Document section below:

Russian President Vladimir Putin’s army is engaged in heavy fighting as it makes its way into Donetsk, the southern province in Ukraine’s Donbas region, after seizing the towns of Lysychansk and Severodonetsk in long and costly battles, according to the governor of Luhansk. The battlefield report seemed to contradict Putin’s televised message on Monday that Russian troops “should rest and build up their combat capabilities” after their victory in Luhansk.
“Heavy fighting is going on at the edge of Luhansk region. … All the forces of the Russian army and reserves have been redirected there. … They are sustaining heavy losses,” Luhansk Gov. Serhiy Gaidai told Ukrainian television, according to Reuters.
“A large quantity of equipment is being sent towards Donetsk region. Of course, after Luhansk region, Donetsk is at the top of their list,” Gaidai added.
On Monday, Putin and Russian Defense Minister Sergei Shoigu appeared in a televised meeting in which the Russian leader congratulated his generals and troops for their “success” in Luhansk. Putin signaled that his troops would take an operational pause after the capture of the province.
“Putin‘s public comment was likely meant to signal his concern for the welfare of his troops in the face of periodic complaints in Russia about the treatment of Russian soldiers,” according to the Washington-based think tank Institute for the Study of War.

End of Document section.

**To do**
Write the next few sentences of the report on Russian fighting in Luhansk and Donetsk, picking up after the think tank's comment on Putin's remarks. The items have nothing to do with the text about fighting in eastern Ukraine.

Recorded information below:

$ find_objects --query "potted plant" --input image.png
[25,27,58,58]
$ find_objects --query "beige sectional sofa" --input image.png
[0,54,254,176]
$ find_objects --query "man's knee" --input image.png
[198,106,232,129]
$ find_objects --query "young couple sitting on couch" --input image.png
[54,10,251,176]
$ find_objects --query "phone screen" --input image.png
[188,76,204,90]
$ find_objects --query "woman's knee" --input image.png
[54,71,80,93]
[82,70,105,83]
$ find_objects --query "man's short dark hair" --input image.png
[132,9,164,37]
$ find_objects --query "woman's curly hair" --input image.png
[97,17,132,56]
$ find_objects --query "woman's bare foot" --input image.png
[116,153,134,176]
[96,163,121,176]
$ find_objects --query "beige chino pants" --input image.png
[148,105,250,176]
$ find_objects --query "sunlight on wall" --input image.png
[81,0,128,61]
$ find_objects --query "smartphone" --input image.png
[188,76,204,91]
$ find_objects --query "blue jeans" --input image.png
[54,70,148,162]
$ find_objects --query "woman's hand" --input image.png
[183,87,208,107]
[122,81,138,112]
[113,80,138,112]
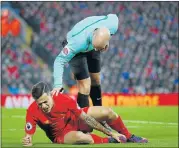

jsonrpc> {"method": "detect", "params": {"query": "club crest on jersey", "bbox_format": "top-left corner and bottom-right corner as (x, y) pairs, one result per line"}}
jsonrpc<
(26, 122), (32, 131)
(63, 47), (69, 55)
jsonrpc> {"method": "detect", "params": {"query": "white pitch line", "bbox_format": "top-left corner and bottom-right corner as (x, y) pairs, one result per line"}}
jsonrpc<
(2, 115), (178, 126)
(123, 120), (178, 126)
(2, 125), (174, 132)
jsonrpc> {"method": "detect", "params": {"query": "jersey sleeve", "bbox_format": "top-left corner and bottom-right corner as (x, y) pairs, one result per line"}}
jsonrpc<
(53, 45), (75, 88)
(25, 110), (37, 135)
(64, 95), (82, 117)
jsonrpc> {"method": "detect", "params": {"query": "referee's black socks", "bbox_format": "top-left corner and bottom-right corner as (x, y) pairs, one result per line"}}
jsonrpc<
(90, 85), (102, 106)
(77, 92), (89, 108)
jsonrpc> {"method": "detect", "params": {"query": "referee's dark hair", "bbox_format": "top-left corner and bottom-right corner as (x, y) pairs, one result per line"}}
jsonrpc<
(32, 82), (50, 100)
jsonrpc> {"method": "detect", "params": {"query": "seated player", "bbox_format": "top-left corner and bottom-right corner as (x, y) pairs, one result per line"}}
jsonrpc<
(22, 82), (148, 146)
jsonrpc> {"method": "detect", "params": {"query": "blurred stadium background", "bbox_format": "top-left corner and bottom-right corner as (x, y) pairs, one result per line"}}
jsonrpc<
(1, 1), (179, 148)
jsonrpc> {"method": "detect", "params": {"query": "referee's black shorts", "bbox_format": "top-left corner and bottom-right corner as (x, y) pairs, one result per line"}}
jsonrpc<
(69, 50), (101, 80)
(62, 40), (101, 80)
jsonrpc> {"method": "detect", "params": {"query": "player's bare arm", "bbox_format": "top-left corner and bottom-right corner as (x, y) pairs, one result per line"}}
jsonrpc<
(22, 134), (33, 146)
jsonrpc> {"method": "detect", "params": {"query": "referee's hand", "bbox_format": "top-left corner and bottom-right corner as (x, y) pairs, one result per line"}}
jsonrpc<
(51, 88), (64, 97)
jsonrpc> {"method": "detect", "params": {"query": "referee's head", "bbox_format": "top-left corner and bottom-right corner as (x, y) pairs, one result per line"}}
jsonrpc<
(32, 82), (54, 113)
(92, 27), (111, 51)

End of Recorded information.

**Written response**
Gaidai said on Telegram on Tuesday that Russia lost “thousands” during the storming of Lysychansk alone, and he added that captured Russian soldiers “admit, every day they receive an order to advance further, they do not always carry it out, because the losses in personnel are very significant.”
In his television interview, Gaidai claimed Russia is losing so many men that troops “are not taking all their wounded with them. The hospitals are full to bursting, as are the morgues.”
The governor seemed optimistic that Ukrainian resistance would soon force Russia to slow down its operation in the Donbas region.
“Our forces have been hitting their depots away from the front lines. A great deal of equipment and fuel needed for equipment is being destroyed. So we can assume that they will have to take a breather at some point,” Gaidai said.